Given problem: Convert the data below into a JSON list of strings, one string per line, leaving out blank lines.

Rows:
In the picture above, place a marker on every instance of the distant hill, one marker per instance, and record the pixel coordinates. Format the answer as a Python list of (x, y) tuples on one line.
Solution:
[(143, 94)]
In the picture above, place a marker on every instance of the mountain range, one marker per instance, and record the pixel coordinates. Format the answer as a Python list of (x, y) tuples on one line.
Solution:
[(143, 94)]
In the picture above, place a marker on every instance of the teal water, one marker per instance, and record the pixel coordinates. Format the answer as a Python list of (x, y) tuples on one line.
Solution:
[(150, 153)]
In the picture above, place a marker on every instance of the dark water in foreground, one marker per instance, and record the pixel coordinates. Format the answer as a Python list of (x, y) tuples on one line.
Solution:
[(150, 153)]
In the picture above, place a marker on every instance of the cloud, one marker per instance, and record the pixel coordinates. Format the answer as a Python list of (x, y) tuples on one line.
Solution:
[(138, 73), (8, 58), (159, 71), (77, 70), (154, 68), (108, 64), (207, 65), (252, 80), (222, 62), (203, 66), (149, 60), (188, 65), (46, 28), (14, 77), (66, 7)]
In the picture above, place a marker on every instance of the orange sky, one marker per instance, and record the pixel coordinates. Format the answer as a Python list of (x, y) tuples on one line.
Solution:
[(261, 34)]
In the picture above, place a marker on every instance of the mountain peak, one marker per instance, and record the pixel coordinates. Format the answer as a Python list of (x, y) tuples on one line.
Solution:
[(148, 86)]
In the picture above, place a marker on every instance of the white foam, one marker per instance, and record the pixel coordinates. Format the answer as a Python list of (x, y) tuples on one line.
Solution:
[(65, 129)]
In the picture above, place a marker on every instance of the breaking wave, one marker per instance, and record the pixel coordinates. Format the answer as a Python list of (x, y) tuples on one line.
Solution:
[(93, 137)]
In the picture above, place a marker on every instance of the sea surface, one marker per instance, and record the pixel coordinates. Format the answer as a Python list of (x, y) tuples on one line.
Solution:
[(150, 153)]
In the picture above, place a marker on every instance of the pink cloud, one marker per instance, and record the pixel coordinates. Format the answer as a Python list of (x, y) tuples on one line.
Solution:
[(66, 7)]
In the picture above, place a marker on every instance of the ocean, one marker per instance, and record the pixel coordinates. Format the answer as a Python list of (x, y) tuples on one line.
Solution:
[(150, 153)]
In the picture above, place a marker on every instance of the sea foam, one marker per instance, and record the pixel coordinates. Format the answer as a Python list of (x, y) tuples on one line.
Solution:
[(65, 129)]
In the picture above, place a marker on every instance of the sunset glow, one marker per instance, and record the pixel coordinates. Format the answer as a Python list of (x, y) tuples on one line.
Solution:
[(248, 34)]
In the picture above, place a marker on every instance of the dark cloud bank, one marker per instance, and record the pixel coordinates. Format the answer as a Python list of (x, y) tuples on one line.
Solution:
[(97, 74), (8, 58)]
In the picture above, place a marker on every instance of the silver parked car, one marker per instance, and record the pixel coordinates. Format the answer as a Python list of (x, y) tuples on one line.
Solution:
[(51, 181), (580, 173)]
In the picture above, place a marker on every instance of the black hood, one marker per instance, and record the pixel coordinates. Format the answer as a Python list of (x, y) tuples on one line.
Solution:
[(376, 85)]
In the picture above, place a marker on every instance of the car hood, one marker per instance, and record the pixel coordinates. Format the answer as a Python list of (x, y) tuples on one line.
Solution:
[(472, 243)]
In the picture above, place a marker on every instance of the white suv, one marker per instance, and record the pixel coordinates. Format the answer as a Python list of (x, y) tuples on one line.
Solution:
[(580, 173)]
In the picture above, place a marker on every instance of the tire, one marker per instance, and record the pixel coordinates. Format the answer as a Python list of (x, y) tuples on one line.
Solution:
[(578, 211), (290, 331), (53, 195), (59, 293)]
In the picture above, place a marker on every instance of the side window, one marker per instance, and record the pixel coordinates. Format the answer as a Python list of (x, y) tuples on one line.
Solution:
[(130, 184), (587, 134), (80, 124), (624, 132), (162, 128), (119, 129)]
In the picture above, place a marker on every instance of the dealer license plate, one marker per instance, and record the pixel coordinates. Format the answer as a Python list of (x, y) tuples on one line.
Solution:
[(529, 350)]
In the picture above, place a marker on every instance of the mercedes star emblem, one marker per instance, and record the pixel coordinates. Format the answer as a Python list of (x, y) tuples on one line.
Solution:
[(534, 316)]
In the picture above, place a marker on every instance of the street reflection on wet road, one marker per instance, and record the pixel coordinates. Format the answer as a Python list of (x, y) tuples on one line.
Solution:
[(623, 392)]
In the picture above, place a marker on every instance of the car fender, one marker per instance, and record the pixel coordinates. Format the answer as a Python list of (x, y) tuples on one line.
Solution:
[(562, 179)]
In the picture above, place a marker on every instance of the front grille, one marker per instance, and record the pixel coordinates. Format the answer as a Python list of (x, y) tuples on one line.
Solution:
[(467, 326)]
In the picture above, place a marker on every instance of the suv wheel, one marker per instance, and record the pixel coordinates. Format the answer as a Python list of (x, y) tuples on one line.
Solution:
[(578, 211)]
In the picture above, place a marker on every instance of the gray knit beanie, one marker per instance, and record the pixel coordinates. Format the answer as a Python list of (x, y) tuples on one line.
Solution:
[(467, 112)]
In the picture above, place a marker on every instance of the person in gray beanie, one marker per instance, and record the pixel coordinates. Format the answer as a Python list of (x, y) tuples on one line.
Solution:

Output of the task:
[
  "In the picture above, place a marker on every instance of the distant hill, one marker per instance, and record the pixel coordinates. Format the answer as a Python list of (x, y) tuples on one line.",
  "Solution:",
  "[(143, 94)]",
  "In the picture above, place a marker on every instance of the mountain range, one marker per instance, and record the pixel coordinates. Format the answer as a Python list of (x, y) tuples on one line.",
  "Solution:",
  "[(143, 94)]",
  "In the picture above, place a marker on every instance of the teal water, one marker per instance, and record the pixel coordinates. Format the answer as a Python list of (x, y) tuples on one line.",
  "Solution:",
  "[(150, 153)]",
  "In the picture above, place a marker on every instance of the dark water in foreground, one marker per instance, and record the pixel coordinates. Format the answer as a Python list of (x, y) tuples on one line.",
  "Solution:",
  "[(150, 153)]",
  "In the picture above, place a marker on every instance of the cloud, one marker per instance, and record the pixel coordinates. Format the answer as a Python list of (x, y) tuples on one line.",
  "Solution:",
  "[(138, 73), (8, 58), (159, 71), (77, 70), (154, 68), (108, 64), (207, 65), (252, 80), (222, 62), (203, 66), (149, 60), (188, 65), (46, 28), (14, 77), (66, 7)]",
  "In the picture above, place a marker on every instance of the orange sky, one marker per instance, and record the pixel coordinates. Format the answer as a Python list of (x, y) tuples on one line.",
  "Solution:",
  "[(261, 34)]",
  "In the picture above, place a marker on every instance of the mountain peak, one marker per instance, and record the pixel coordinates. Format the answer as a Python list of (x, y) tuples on one line.",
  "Solution:",
  "[(148, 86)]",
  "In the picture above, place a marker on every instance of the white foam, one marker per instance, and record the pixel coordinates. Format the answer as a Python list of (x, y) tuples on one line.",
  "Solution:",
  "[(65, 129)]",
  "In the picture above, place a marker on every instance of the breaking wave, one marker per instance, and record the pixel coordinates. Format the answer as a Python list of (x, y) tuples on one line.",
  "Solution:",
  "[(93, 137)]",
  "In the picture above, place a marker on every instance of the sea surface, one marker per instance, and record the pixel coordinates. Format the answer as a Python list of (x, y) tuples on one line.",
  "Solution:",
  "[(150, 153)]",
  "In the picture above, place a marker on every instance of the pink cloud, one marker per instance, and record the pixel coordinates. Format the answer as a Python list of (x, y) tuples on one line.",
  "Solution:",
  "[(66, 7)]",
  "In the picture above, place a marker on every instance of the ocean, one marker per instance, and record the pixel coordinates. Format the answer as a Python list of (x, y) tuples on one line.",
  "Solution:",
  "[(150, 153)]",
  "In the picture above, place a marker on every instance of the sea foam, one marker per instance, and record the pixel coordinates. Format the answer as a Python list of (x, y) tuples on one line.",
  "Solution:",
  "[(65, 129)]",
  "In the picture above, place a marker on every instance of the sunset glow, one marker per instance, and record the pixel coordinates. Format the answer as a Python list of (x, y) tuples on one line.",
  "Solution:",
  "[(248, 34)]",
  "In the picture above, place a marker on every instance of the dark cloud bank, one marker per instance, and record the pixel coordinates. Format the answer as a Python list of (x, y) tuples on one line.",
  "Solution:",
  "[(97, 74), (8, 58)]",
  "In the picture above, place a marker on every instance of the silver parked car, one marker per instance, and record the pixel coordinates. Format the answer as a Python list of (x, y) tuples on one line.",
  "Solution:",
  "[(51, 181), (580, 173)]",
  "In the picture above, place a marker on every instance of the black hood, one marker per instance, and record the pixel coordinates. Format the answer as a Python list of (x, y) tuples on one line.",
  "Solution:",
  "[(376, 85)]",
  "In the picture above, place a marker on every instance of the car hood, one marker per instance, and record the pixel coordinates. Format the answer as a Python list of (x, y) tuples on one line.",
  "Solution:",
  "[(472, 243)]",
  "In the picture above, place a marker on every instance of the white suv, one marker per instance, and record the pixel coordinates. Format the answer as a Python list of (x, y) tuples on one line.",
  "Solution:",
  "[(580, 173)]",
  "In the picture above, place a marker on every instance of the tire, one marker per instance, and record the pixel coordinates. Format the answer as a Python list of (x, y) tuples on one line.",
  "Solution:",
  "[(578, 211), (290, 331), (53, 195), (59, 293)]",
  "In the picture above, place a marker on every instance of the side window, one marker per instance, and record the pixel coordinates. Format the answer as a Python list of (x, y) tuples on one line.",
  "Solution:",
  "[(130, 184), (587, 134), (80, 124), (624, 132), (162, 128), (119, 129)]",
  "In the picture above, place a marker on every instance of the dealer license plate, one marker per instance, and record the pixel coordinates. Format the answer as a Python list of (x, y) tuples on one line.",
  "Solution:",
  "[(529, 350)]",
  "In the picture above, place a marker on every instance of the mercedes star emblem, one marker per instance, and record the pixel coordinates. Format the answer as a Python list of (x, y) tuples on one line.",
  "Solution:",
  "[(534, 316)]",
  "In the picture above, place a marker on every instance of the street reflection on wet road, one marker per instance, and record the pixel coordinates. Format the answer as a Python list of (x, y) tuples on one line.",
  "Solution:",
  "[(623, 392)]",
  "In the picture above, place a marker on every instance of the car fender, one marker per instance, and record the pixel coordinates. Format the answer as a Python list of (x, y) tuples on one line.",
  "Solution:",
  "[(562, 179)]",
  "In the picture above, place a marker on every instance of the front grille, one marker per instance, and record the pixel coordinates. Format the answer as a Python list of (x, y) tuples on one line.",
  "Solution:",
  "[(467, 326)]",
  "In the picture above, place a marker on every instance of the suv wheel, one marker per instance, and record the pixel coordinates. Format the answer as a Python list of (x, y) tuples on one line.",
  "Solution:",
  "[(578, 211)]",
  "In the picture above, place a marker on every instance of the gray knit beanie, one marker per instance, and record the pixel coordinates. Format the answer as a Python list of (x, y) tuples on one line.",
  "Solution:",
  "[(467, 112)]",
  "In the picture above, place a marker on every instance of the person in gray beanie, one marker per instance, and record the pixel coordinates. Format the answer as a Python list of (x, y) tuples on one line.",
  "Solution:"
]